#### WHAT THE TASK REQUIRES:
Please identify each line in the material below that contains the word "skyline", and copy those lines.

Stored items
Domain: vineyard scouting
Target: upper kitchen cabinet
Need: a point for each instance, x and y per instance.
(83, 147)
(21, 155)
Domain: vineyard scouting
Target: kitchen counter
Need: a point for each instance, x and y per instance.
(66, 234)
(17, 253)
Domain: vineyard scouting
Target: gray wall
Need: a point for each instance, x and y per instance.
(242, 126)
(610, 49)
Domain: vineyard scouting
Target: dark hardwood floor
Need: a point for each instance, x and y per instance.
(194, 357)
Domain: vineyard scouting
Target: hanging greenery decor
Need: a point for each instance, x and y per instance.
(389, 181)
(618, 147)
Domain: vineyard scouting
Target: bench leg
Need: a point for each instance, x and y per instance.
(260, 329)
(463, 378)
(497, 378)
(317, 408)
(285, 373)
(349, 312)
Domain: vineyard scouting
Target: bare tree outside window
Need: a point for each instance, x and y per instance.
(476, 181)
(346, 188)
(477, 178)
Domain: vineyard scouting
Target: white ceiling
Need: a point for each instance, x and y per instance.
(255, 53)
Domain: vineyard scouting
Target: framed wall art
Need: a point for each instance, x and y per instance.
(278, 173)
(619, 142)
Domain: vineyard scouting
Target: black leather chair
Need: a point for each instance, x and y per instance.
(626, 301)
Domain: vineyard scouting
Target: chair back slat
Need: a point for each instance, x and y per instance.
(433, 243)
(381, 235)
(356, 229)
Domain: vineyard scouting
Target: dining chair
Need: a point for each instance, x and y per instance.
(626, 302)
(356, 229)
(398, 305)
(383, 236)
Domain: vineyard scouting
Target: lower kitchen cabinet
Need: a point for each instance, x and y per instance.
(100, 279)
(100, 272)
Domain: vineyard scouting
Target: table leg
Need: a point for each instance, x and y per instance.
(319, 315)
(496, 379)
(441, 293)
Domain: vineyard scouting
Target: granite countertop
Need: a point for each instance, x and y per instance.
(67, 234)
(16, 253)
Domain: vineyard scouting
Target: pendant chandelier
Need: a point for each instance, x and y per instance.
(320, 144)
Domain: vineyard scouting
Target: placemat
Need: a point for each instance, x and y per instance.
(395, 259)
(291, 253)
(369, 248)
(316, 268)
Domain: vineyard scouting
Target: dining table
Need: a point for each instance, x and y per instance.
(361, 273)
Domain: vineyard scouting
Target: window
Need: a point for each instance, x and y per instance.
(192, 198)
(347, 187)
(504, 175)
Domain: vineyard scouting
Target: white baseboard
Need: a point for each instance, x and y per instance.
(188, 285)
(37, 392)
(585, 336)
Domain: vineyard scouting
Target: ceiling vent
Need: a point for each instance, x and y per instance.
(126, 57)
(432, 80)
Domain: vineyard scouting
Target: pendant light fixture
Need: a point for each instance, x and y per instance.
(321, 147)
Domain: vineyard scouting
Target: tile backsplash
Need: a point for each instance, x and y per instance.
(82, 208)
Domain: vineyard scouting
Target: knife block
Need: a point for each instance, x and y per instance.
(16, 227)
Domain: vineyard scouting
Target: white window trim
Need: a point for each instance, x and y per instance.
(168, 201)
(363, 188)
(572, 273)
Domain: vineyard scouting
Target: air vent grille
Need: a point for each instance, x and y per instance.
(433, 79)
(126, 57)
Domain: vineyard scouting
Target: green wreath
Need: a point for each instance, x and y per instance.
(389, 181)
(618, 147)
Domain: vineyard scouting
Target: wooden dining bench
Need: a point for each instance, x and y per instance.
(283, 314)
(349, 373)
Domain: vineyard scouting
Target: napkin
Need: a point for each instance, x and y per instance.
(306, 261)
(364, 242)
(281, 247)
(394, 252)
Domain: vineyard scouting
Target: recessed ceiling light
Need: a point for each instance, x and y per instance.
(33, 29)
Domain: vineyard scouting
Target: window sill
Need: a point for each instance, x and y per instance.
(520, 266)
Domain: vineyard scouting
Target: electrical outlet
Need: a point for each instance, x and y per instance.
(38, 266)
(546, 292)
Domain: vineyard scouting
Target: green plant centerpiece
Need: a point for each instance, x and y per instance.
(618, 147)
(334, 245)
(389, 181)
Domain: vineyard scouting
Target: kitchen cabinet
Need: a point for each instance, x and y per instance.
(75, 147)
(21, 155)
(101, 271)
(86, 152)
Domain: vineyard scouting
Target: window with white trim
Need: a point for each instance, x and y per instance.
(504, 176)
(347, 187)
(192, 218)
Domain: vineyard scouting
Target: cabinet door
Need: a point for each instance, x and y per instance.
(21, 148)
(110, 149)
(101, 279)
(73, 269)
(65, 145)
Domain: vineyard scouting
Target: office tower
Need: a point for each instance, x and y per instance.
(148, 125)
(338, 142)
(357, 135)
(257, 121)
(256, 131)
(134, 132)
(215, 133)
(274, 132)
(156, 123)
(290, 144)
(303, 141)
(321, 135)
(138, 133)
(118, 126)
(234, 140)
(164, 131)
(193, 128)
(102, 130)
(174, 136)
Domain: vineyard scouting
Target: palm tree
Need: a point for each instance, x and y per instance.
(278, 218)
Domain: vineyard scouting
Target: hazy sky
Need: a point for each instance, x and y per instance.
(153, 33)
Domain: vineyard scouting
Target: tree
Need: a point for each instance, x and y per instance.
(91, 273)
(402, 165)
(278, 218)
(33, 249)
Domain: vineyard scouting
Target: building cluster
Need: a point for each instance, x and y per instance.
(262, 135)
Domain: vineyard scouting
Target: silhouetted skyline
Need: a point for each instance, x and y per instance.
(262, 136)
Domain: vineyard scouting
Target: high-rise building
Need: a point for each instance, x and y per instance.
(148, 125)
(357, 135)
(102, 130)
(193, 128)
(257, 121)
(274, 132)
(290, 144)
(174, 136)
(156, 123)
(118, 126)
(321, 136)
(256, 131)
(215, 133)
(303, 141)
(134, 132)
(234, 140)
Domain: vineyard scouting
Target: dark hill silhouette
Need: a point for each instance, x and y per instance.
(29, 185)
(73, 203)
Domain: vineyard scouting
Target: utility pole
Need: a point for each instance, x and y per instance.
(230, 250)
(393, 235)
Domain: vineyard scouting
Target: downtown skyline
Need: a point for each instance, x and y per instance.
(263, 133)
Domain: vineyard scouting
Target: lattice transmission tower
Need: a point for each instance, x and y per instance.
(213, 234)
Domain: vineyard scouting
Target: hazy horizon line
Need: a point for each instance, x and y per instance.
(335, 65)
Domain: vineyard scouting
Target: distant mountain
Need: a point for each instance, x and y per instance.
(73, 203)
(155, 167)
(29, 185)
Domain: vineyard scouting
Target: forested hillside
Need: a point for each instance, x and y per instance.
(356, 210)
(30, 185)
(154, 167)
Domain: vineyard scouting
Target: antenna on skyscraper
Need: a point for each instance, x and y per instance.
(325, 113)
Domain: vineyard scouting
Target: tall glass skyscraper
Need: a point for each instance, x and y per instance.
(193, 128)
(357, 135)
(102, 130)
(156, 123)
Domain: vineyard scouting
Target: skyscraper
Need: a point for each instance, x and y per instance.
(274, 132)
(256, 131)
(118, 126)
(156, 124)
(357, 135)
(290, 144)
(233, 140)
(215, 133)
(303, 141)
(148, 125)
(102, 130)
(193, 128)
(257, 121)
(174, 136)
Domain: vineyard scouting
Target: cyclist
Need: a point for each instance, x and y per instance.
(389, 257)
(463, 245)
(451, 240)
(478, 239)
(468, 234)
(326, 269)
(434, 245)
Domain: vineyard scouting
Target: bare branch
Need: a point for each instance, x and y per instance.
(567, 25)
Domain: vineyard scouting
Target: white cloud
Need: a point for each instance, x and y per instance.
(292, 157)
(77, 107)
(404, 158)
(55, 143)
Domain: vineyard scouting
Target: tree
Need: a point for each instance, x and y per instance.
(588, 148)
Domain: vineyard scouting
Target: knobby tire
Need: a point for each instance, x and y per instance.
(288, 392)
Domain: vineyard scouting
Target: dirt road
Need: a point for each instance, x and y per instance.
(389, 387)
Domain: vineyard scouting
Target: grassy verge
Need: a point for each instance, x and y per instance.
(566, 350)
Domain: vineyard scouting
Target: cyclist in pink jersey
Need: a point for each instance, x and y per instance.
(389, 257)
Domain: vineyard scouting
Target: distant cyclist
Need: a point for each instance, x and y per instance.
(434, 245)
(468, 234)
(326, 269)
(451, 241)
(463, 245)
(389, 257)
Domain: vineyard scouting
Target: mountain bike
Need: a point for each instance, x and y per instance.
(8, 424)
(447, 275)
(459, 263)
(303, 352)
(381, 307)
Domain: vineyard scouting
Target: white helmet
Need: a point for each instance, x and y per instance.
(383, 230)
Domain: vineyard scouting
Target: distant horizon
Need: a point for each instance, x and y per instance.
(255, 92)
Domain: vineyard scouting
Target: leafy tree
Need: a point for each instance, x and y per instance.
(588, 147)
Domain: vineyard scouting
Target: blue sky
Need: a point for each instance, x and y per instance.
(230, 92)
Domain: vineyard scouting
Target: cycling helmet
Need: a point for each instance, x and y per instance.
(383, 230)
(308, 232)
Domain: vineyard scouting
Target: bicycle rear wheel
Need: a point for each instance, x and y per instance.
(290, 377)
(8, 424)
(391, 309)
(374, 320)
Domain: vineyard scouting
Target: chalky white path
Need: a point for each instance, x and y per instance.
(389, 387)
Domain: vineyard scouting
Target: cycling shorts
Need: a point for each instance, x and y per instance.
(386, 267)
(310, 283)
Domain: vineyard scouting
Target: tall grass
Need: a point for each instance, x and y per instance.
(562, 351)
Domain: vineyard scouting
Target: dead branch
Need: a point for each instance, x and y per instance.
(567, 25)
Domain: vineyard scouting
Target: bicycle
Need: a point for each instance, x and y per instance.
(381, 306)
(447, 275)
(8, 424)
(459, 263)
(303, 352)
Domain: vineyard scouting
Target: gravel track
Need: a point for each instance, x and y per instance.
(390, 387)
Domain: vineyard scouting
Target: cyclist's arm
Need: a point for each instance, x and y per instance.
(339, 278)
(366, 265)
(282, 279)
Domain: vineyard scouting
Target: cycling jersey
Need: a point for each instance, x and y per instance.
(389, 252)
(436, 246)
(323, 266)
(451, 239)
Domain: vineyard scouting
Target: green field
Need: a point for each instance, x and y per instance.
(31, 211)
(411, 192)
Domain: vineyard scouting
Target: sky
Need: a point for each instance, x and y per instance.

#### EXERCISE SOLUTION:
Target: silhouetted skyline
Target: downtown skyline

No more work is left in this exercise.